TEXT
The Cost of Living in Australia

Today sees the launch of a new category on BobinOz. It’s called the Cost of Living in Australia. It strikes me that anybody interested in coming to live in Australia permanently, would be very interested in knowing how much it costs to live here. Call it a hunch.

If you are looking for a short and quick answer to that question, here it is. Some things are cheaper, a lot cheaper. Some things are dearer, a lot dearer. But for the average consumer, buying average things in average quantities (whoever that person might be), the bottom line is your outgoings here will not be too much different from your outgoings in England.

But I suspect you may just want a more detailed answer than that, which is why I have started this new category. And today’s subject?

The price of petrol in Australia.

The quirky thing about the price of petrol in Australia is best explained with these two photographs.

roller-coaster
Yes, it’s a roller coaster. Can you see how it goes round and round following the same pattern each time, going up and down in the same places? Let’s take a closer look….

(Detection annotation records)
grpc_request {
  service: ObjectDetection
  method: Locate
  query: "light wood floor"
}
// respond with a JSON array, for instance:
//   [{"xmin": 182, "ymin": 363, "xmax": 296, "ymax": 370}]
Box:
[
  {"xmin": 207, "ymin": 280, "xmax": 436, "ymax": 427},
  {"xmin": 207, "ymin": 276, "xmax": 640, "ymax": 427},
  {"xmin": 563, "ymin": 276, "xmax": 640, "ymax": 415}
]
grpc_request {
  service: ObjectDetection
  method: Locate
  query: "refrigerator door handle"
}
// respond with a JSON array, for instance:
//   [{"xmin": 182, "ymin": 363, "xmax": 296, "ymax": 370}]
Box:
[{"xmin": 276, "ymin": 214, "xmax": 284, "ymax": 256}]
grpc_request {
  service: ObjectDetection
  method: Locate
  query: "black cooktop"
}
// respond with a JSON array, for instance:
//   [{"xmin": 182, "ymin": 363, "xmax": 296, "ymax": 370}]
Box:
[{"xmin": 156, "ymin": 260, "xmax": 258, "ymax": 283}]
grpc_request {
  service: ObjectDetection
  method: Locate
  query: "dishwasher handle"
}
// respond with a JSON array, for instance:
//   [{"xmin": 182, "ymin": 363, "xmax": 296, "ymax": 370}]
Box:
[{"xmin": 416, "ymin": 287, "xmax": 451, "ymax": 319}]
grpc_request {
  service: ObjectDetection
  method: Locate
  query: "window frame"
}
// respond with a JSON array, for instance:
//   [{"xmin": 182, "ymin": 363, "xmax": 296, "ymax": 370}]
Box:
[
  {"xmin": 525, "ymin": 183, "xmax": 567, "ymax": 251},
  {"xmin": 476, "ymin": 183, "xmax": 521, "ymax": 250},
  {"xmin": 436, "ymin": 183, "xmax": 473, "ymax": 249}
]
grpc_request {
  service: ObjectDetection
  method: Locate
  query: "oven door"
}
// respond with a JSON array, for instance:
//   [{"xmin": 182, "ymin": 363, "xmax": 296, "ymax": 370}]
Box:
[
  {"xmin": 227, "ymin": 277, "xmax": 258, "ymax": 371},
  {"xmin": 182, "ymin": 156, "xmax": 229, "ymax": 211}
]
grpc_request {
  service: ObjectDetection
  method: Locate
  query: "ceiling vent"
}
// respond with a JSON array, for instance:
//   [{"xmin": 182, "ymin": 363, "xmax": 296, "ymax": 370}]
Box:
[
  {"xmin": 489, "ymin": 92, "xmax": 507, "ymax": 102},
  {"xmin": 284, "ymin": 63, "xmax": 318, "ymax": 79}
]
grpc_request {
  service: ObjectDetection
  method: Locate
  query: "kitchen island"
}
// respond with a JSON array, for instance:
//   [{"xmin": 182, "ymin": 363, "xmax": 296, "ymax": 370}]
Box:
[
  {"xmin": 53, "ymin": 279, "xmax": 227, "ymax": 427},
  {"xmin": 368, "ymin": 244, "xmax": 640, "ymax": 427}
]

WHAT THIS EXERCISE ASKS
a - What subject does the cost-of-living post take up on its launch day?
b - Report every line in the records that contains the string "door".

ANSWERS GIVEN
a - The price of petrol in Australia.

b -
  query: "refrigerator door handle"
  query: "oven door"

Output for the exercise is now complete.